» WHAT YOU WILL DO: When you copy the data, keep every word exactly as it is and leave the pictures out.

» RECORDS FOR THIS EXERCISE:
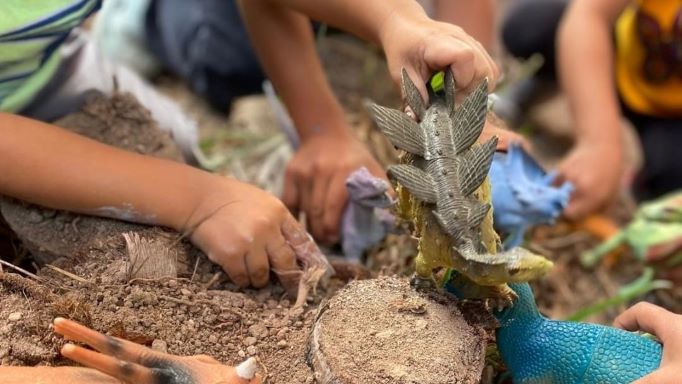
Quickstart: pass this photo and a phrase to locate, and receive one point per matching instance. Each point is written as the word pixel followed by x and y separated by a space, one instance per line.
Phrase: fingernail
pixel 68 348
pixel 248 369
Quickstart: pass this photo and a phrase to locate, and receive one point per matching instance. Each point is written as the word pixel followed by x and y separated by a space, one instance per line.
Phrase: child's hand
pixel 247 232
pixel 134 364
pixel 595 172
pixel 665 325
pixel 423 46
pixel 316 176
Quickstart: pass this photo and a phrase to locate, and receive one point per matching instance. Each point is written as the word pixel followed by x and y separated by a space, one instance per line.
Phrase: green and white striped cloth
pixel 31 32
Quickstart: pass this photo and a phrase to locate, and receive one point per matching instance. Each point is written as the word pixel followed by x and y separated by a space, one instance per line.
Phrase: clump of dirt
pixel 177 316
pixel 383 331
pixel 89 280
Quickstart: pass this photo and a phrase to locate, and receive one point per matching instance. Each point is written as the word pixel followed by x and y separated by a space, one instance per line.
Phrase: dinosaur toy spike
pixel 535 349
pixel 439 182
pixel 412 95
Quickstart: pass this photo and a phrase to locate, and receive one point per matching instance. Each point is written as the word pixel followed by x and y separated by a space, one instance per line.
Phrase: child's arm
pixel 243 229
pixel 586 56
pixel 665 325
pixel 409 38
pixel 116 359
pixel 315 181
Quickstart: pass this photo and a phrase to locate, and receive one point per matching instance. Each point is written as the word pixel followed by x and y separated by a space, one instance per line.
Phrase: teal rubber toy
pixel 539 350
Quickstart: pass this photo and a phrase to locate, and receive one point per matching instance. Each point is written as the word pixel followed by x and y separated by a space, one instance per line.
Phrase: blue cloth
pixel 523 195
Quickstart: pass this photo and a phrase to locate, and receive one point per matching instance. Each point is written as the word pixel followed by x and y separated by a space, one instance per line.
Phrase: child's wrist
pixel 203 195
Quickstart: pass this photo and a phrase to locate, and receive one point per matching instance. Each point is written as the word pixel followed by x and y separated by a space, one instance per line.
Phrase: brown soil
pixel 88 280
pixel 383 331
pixel 48 234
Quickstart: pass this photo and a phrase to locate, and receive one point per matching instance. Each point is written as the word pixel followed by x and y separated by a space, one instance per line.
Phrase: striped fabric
pixel 30 33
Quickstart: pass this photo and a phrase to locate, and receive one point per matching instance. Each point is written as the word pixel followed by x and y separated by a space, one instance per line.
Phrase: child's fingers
pixel 125 371
pixel 119 348
pixel 257 265
pixel 283 263
pixel 645 317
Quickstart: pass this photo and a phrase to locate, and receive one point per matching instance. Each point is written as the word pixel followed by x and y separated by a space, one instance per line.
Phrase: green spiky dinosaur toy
pixel 443 190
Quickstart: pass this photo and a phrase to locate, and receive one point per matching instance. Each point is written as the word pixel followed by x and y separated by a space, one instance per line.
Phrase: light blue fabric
pixel 523 195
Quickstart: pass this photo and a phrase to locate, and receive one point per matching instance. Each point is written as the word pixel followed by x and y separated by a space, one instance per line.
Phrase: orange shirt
pixel 656 90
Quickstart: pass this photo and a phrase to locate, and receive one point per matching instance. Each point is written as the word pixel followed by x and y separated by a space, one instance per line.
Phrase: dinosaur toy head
pixel 443 188
pixel 523 194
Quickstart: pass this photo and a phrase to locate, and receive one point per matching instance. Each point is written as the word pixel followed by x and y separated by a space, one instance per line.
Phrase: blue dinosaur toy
pixel 539 350
pixel 523 195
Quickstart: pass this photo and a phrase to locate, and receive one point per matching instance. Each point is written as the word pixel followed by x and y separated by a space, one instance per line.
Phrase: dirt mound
pixel 383 331
pixel 48 234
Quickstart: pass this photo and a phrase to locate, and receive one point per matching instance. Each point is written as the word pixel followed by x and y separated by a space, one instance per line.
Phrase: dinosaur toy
pixel 654 235
pixel 538 350
pixel 523 194
pixel 442 189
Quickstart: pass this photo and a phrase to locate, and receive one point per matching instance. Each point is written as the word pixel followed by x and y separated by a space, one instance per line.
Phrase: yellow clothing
pixel 640 94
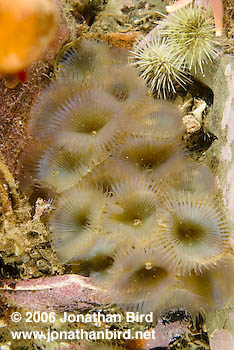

» RESPONSE FOR THIS EXERCISE:
Quickstart: pass this photo and a phrase to locate, and receive one point per matching instance. Each point is written as the word pixel followed by x and y separated by a space, one instance per line.
Phrase: fingernail
pixel 68 348
pixel 248 369
Quickstart: pass this photo and a phrase to locate, and receive one point per matching instance. Each point is written as the word pixel followed by x and y separated by a space, one instance per line.
Phrase: child's hand
pixel 247 232
pixel 134 364
pixel 595 172
pixel 665 325
pixel 423 46
pixel 316 176
Quickstart: pass this photo and a phrase to locate, and receive one point per matching instance. Each point is written as the word pixel followed by x and y separated by a space, one instance per line.
Phrase: green and white striped cloth
pixel 31 32
Quickstart: pass this photo and a phrase to locate, and receive one point per matching instance. Each point is written as the word pixel followed by x and y separated by a space, one instance per line.
Phrase: clump of dirt
pixel 177 316
pixel 383 331
pixel 89 280
Quickstart: pass this photo and a phrase to locate, and receive one point per matching instance. Each point is written as the word pixel followed by x and y separated by a space, one instance per line.
Phrase: dinosaur toy spike
pixel 535 349
pixel 439 182
pixel 412 95
Quickstart: pass this photo and a phrase to locate, and receive one point per matching instance. Each point is written as the word pixel followed by x and y separated by a space, one instance per line.
Phrase: child's arm
pixel 243 229
pixel 586 56
pixel 665 325
pixel 409 38
pixel 116 359
pixel 315 181
Quickstart: pass this photo and a phrase to locate, and receive one point per matching instance. Each point is written as the word pixel followed by x and y separated by a space, one instance per line.
Phrase: teal rubber toy
pixel 539 350
Quickstart: pass this photo and a phrase to locate, and receive one point per matching instance. Each point is written as the word pixel followed by x and y separated by a space, one instance per line.
Phrase: blue cloth
pixel 523 195
Quickstart: pass this photo and a phrase to locate, and receive one point per matching instance. Each point is written as the word pixel followed by x and y separated by a space, one instance per line.
Phrase: child's wrist
pixel 203 195
Quickstart: pass this photo and a phrase to locate, and receive one point per matching instance. Each point is written as the word pixel followed by x and y separated by a space, one instance per line.
Phrase: brown soil
pixel 88 280
pixel 383 331
pixel 48 234
Quickstart: pass this photo and a phrase to locate, and receive one point per matching instance. Each point is written as the word pixel followed by x and y separated by a space, one instance per line.
Phrase: striped fabric
pixel 30 33
Quickstart: pass this photo and a phrase to locate, and receive one point per matching instance. Each point is written as the word pixel followed by x and y separated by a space, one instance per line.
Phrase: child's fingers
pixel 125 371
pixel 119 348
pixel 257 265
pixel 283 263
pixel 645 317
Quickstart: pass this photo and a phrase to locate, and receive one point per matching instance. Each point is written as the word pixel followed by x and y separated by a space, one instance per line.
Phrase: green spiky dinosaur toy
pixel 443 190
Quickstart: pass this photo and a phrase to locate, and receive one point per matching instance. Each point is written as the word pixel followed by x and y separated by a space, one instance per line.
Phrase: light blue fabric
pixel 523 195
Quickstart: pass this photo and a phrase to locate, and receive one point per matching instance. Each point is written as the word pixel followed by x and y separated by a space, one instance per line.
Phrase: orange shirt
pixel 656 90
Quickstart: pass this photo and a phrase to locate, and receive one point per matching instance. Each point is written as the word pixel followed by x and y separated by a space, one instance per line.
Phrase: dinosaur toy head
pixel 443 188
pixel 523 194
Quickstart: pass this photo and a phrase to locate, and receive one point per matching instance. Each point is written as the word pixel followed by x and y separated by a space, one instance per line.
Phrase: blue dinosaur toy
pixel 539 350
pixel 523 195
Quickstart: pass this photo and a phrase to locate, and receive one point per matching instance. Each point is written as the word pixel followed by x and y separated by a space, one instance per line.
Phrase: dirt mound
pixel 383 331
pixel 48 234
Quickstart: pass this photo and a phrase to locate, and receive one point per matching instance. Each point is written as the word pixel followed by x and y separated by a space, one instance per line.
Phrase: dinosaur toy
pixel 654 235
pixel 538 350
pixel 523 194
pixel 442 189
Quickstart: pass this photo and a phrase to locate, and receive one point per matching instance. Each point is written as the word pixel followed by x and y separated by a space, one instance per line.
Phrase: yellow clothing
pixel 640 94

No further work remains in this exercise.